Stated exercise: Please add -76 to every coordinate in the answers and write out again everything from the start of the material down to and including the line that contains "x=192, y=336", with the requests kept in.

#### Stored data ####

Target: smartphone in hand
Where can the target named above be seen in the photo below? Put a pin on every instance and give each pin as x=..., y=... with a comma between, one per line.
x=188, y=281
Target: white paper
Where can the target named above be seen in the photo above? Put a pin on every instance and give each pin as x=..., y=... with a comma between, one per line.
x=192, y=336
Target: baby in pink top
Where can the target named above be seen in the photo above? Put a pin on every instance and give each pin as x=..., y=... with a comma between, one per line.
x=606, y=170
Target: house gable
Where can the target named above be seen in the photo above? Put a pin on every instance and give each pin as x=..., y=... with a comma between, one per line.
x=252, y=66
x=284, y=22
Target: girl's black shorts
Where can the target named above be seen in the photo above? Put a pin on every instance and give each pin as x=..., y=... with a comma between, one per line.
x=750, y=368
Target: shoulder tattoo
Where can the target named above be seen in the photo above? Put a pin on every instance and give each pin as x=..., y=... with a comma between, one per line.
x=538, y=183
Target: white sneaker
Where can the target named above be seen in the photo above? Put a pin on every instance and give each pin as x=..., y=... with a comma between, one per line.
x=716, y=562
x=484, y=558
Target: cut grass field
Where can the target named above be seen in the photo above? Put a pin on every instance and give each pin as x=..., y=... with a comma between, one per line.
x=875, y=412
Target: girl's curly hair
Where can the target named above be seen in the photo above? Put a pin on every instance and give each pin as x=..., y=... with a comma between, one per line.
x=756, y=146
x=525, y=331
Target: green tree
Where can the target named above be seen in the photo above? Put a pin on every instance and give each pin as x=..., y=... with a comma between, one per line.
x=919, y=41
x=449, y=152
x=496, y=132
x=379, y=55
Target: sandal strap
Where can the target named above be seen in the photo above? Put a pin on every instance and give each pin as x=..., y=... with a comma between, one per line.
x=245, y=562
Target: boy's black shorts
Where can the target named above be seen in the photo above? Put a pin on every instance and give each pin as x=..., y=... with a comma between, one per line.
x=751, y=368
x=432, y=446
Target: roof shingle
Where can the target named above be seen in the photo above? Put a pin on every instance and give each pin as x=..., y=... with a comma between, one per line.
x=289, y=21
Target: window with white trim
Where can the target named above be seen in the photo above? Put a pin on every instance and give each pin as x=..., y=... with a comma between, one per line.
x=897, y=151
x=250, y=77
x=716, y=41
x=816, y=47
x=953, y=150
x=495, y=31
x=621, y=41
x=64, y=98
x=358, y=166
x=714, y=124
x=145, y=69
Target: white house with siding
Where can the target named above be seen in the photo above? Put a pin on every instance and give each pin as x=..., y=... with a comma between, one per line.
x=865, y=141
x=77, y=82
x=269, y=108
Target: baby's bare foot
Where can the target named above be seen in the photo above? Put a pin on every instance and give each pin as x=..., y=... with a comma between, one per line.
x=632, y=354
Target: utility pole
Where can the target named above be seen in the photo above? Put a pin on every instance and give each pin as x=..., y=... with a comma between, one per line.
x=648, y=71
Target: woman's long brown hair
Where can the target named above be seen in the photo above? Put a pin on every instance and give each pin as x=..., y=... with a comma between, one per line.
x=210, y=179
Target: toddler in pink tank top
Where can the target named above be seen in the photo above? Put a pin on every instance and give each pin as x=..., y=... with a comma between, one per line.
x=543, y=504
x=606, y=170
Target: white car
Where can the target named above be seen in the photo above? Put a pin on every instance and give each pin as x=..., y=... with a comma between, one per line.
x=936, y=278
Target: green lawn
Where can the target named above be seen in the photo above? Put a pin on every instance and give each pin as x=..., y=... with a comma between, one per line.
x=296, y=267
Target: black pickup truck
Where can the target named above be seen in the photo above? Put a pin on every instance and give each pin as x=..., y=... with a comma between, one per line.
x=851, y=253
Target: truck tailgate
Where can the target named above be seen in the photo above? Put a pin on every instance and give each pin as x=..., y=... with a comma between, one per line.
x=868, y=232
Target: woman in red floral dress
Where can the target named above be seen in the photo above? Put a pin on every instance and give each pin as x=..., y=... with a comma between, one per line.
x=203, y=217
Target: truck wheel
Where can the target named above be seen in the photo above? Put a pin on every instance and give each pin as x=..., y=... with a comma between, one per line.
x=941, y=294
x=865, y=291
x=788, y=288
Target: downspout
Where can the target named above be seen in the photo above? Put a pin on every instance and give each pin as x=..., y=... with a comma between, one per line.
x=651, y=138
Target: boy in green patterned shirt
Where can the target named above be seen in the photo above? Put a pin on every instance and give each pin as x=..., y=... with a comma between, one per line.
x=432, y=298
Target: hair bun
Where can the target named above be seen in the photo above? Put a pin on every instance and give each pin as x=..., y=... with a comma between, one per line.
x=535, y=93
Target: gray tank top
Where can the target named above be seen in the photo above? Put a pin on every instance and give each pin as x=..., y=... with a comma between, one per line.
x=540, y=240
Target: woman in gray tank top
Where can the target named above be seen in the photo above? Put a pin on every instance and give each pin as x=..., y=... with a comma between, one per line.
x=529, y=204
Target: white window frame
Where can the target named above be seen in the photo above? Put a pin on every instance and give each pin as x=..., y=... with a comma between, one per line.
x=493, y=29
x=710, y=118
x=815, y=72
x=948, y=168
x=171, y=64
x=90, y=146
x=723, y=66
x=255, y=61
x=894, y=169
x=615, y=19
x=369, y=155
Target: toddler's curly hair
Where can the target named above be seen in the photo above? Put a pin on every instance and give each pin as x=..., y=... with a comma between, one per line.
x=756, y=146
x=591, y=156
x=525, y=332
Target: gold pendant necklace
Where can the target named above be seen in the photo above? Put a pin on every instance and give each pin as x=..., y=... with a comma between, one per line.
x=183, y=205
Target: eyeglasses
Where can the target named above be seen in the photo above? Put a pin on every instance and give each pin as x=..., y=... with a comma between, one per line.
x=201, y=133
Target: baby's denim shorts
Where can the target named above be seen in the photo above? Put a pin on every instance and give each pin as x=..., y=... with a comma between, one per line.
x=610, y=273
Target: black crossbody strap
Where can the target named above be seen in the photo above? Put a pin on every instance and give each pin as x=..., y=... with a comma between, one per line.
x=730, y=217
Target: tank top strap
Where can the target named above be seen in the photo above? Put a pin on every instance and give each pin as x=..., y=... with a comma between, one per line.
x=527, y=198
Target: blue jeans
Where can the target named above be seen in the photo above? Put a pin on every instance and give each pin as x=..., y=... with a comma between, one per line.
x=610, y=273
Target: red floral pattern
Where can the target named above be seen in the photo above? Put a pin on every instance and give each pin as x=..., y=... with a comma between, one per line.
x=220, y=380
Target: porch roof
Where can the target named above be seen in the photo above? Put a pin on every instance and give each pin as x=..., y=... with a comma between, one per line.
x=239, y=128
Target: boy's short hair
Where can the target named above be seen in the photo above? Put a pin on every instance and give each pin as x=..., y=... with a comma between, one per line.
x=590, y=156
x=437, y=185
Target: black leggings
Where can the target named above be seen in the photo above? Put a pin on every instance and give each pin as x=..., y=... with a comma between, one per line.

####

Result below:
Target: smartphone in hand
Where can the target named above be seen in the photo below? Put a pin on every instance and give each pin as x=..., y=... with a comma between, one per line.
x=112, y=205
Target: white paper
Where can the target named above be seen in the photo above? Put a pin on every instance and give each pin as x=..., y=... with a comma between, one per line.
x=116, y=260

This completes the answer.